- REQUIRED TASK
In the material below, take the part that opens with the line containing "the blurred background" and closes with the line containing "[[687, 539]]", both ends included. Write those lines out as a numbered list, leaving out any blank lines.

- EXERCISE MATERIAL
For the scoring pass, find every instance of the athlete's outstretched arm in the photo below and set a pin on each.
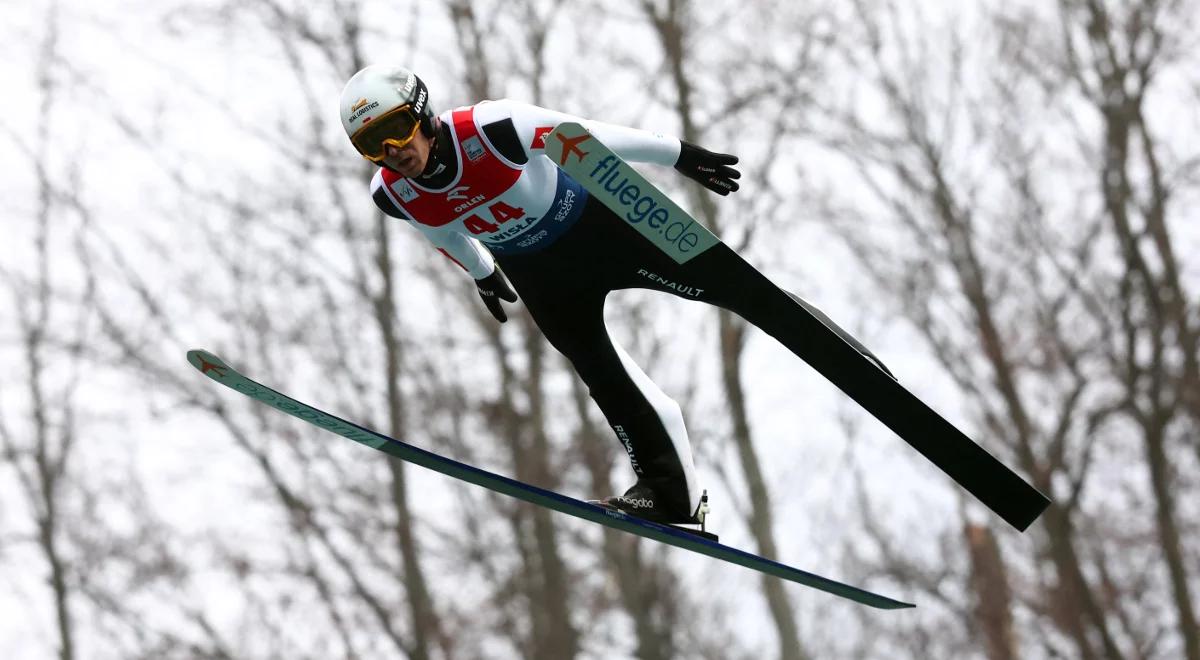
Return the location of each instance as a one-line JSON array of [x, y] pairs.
[[712, 169]]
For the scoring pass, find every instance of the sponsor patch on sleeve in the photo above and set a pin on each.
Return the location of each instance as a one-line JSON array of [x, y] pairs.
[[539, 137]]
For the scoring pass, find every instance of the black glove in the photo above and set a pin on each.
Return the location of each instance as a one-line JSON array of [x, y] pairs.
[[709, 168], [493, 288]]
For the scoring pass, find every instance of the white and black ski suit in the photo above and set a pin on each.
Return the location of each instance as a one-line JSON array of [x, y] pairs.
[[495, 197]]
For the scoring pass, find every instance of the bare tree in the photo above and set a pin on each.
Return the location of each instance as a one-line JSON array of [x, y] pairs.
[[1024, 311]]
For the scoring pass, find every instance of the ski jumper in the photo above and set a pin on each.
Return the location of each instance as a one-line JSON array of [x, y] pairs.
[[504, 201]]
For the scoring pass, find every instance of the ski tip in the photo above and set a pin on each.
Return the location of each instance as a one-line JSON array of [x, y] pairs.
[[209, 364]]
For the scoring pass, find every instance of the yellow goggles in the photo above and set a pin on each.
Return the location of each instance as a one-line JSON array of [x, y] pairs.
[[396, 127]]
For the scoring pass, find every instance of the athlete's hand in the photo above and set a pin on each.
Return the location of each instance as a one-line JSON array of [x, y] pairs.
[[709, 168], [492, 289]]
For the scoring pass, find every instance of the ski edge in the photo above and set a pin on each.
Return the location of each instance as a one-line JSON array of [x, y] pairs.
[[220, 371]]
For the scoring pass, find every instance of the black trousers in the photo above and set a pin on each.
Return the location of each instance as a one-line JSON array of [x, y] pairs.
[[564, 288]]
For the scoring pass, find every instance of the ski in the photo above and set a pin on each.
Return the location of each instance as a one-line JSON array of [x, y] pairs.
[[220, 371], [820, 343]]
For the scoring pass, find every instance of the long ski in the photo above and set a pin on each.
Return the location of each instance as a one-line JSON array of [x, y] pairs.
[[220, 371], [673, 231]]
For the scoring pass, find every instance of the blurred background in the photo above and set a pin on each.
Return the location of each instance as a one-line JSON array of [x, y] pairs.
[[999, 197]]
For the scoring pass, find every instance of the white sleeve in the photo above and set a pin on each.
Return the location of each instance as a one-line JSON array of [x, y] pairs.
[[633, 144]]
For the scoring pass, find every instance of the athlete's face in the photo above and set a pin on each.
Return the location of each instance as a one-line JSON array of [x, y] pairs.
[[411, 159]]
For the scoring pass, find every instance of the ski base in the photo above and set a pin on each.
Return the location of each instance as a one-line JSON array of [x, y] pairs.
[[687, 539]]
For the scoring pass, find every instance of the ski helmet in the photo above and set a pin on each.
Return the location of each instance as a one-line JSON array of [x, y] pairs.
[[384, 105]]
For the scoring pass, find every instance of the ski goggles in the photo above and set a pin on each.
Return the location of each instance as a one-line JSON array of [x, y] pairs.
[[396, 127]]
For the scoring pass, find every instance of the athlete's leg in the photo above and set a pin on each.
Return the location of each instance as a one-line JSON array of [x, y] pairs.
[[647, 423]]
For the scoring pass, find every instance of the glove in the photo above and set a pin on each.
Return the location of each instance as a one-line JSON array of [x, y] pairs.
[[711, 169], [492, 289]]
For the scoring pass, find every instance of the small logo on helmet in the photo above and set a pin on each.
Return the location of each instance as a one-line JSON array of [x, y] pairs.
[[363, 108]]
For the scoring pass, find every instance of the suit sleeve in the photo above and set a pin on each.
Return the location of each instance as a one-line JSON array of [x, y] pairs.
[[462, 250], [631, 144]]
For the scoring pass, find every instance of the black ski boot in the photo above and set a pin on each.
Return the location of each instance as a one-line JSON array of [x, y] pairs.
[[641, 501]]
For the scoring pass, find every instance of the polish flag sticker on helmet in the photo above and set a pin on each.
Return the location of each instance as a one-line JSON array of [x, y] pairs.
[[474, 148], [403, 190]]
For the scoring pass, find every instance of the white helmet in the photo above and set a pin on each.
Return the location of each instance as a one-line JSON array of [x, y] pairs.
[[384, 105]]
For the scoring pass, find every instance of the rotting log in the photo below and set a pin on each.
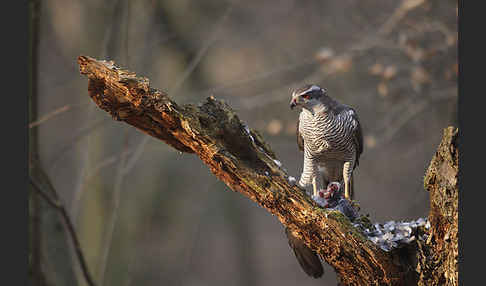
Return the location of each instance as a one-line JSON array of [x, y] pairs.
[[238, 156]]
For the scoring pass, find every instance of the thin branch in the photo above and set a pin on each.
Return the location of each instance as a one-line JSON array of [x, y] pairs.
[[117, 189], [70, 228], [212, 39]]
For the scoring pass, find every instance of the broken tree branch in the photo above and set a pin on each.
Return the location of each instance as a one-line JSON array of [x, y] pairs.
[[238, 156]]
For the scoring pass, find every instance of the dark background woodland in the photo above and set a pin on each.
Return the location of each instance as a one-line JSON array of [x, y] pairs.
[[148, 215]]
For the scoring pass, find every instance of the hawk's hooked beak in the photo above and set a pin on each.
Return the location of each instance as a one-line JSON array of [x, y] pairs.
[[293, 102]]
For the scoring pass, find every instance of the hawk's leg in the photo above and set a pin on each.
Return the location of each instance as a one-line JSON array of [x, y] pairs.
[[347, 175], [307, 172]]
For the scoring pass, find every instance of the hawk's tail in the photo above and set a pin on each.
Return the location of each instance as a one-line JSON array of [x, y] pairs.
[[351, 188], [308, 259]]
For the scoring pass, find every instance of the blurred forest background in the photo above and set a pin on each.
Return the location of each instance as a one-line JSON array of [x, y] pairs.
[[146, 214]]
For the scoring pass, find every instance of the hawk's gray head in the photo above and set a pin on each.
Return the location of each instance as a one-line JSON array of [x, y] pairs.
[[309, 96]]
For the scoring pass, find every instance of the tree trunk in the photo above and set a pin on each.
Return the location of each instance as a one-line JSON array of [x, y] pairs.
[[238, 156]]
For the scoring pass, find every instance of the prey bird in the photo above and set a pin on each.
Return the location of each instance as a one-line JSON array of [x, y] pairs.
[[330, 135]]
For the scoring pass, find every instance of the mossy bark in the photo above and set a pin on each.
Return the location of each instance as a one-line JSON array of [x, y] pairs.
[[238, 156], [438, 258]]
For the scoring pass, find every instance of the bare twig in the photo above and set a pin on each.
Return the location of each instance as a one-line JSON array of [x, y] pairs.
[[117, 188], [212, 39], [55, 203]]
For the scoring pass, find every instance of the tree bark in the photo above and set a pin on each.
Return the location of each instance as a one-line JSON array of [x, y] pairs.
[[238, 156]]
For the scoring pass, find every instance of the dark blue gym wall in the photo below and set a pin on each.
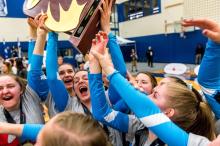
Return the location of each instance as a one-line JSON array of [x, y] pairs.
[[15, 11], [170, 48]]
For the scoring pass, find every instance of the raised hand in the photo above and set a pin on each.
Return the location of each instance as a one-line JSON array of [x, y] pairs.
[[211, 29], [100, 52], [105, 15], [32, 28], [40, 20], [100, 42]]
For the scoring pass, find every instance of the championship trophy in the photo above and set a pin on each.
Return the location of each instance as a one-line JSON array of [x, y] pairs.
[[78, 18]]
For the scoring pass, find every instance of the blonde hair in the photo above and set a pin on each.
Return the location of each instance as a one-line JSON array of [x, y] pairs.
[[191, 114], [74, 129]]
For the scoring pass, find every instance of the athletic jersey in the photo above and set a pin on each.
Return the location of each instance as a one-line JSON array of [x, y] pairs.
[[105, 114], [148, 113], [209, 76]]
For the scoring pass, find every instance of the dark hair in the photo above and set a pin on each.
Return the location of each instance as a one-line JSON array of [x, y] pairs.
[[22, 82], [194, 115], [68, 64], [74, 129]]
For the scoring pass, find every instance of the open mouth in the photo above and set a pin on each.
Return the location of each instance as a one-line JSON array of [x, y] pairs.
[[83, 90], [7, 98], [68, 81]]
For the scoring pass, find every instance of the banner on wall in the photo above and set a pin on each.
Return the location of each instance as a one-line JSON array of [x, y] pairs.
[[78, 18], [3, 8]]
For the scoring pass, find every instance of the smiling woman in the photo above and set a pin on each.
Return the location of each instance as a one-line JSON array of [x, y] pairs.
[[20, 104]]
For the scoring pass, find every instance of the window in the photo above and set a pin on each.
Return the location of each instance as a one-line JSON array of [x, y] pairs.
[[134, 9]]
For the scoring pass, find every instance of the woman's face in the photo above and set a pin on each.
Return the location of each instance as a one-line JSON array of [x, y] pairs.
[[10, 92], [144, 82], [4, 68], [66, 74], [160, 96]]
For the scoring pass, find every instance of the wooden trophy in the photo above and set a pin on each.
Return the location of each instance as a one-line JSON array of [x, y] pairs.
[[78, 18]]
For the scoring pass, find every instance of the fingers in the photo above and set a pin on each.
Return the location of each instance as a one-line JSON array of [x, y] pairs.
[[96, 54], [110, 4], [31, 22], [215, 36]]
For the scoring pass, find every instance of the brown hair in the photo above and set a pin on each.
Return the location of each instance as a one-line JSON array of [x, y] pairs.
[[191, 114], [152, 78], [67, 64], [74, 129], [9, 67]]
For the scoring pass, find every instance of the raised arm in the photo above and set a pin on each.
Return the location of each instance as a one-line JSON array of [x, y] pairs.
[[36, 78], [56, 85], [140, 104], [209, 72], [100, 108], [116, 55]]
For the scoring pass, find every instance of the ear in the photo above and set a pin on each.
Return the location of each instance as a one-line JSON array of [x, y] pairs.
[[169, 112]]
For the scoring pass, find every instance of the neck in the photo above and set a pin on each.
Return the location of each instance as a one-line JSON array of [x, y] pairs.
[[71, 92], [151, 136], [87, 104], [13, 108]]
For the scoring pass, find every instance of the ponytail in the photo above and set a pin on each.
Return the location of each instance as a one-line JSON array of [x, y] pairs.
[[204, 122]]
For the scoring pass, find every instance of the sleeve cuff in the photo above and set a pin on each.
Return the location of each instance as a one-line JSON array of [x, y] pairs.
[[31, 131], [109, 77]]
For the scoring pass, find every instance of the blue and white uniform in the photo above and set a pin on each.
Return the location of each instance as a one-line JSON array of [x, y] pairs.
[[209, 76], [119, 64], [59, 100]]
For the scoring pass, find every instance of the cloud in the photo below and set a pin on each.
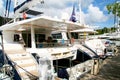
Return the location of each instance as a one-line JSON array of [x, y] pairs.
[[95, 15], [1, 8], [86, 3]]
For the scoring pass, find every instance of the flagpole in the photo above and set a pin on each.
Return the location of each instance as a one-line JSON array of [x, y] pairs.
[[15, 4], [79, 2]]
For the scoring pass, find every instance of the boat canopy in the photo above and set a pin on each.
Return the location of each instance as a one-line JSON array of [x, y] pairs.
[[42, 22], [87, 30]]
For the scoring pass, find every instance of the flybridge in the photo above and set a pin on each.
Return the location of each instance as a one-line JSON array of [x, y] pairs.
[[25, 7]]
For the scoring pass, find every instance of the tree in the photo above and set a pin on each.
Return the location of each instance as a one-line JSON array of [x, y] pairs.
[[114, 8]]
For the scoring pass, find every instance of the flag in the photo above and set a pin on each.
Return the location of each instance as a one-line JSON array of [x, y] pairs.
[[24, 15], [73, 18]]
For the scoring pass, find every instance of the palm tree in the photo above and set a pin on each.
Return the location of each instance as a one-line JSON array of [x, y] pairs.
[[114, 8]]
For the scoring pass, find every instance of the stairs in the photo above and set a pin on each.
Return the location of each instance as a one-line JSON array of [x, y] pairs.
[[25, 64]]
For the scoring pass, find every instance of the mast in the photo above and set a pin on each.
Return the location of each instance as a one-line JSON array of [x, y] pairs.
[[15, 5]]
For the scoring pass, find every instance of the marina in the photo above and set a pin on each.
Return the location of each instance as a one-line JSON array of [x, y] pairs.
[[34, 46]]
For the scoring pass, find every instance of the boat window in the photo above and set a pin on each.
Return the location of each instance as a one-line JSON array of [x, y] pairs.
[[16, 37], [57, 36], [74, 35]]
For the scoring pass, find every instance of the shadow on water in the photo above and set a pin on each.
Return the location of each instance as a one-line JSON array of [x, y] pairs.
[[110, 70]]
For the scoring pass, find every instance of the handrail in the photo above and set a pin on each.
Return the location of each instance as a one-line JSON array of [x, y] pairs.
[[24, 69]]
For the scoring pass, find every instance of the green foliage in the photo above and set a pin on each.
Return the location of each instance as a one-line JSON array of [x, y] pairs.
[[106, 30], [114, 8]]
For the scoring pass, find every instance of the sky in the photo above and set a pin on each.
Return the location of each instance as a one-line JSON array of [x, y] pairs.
[[93, 12]]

- SOLUTION
1. For the scoring pass, find every instance of the blurred background in the photo above and set a pin on each.
2. Return the location of each instance as a one-line JSON array of [x, y] pairs.
3. [[999, 197]]
4. For the scoring pass, find every instance of the white sleeve in the photo above and set a pin on each.
5. Return the location of each instance as a one-line JSON array of [x, y] pairs.
6. [[633, 144]]
7. For the scoring pass, find every instance of the athlete's face in the photo above and set a pin on each.
8. Return the location of each instance as a one-line JSON array of [x, y] pairs.
9. [[411, 159]]
10. For the scoring pass, find every instance of the ski base in the photo above and set a pin on each.
11. Return the location of each instance as a one-line JSON array of [x, y] pairs.
12. [[687, 539]]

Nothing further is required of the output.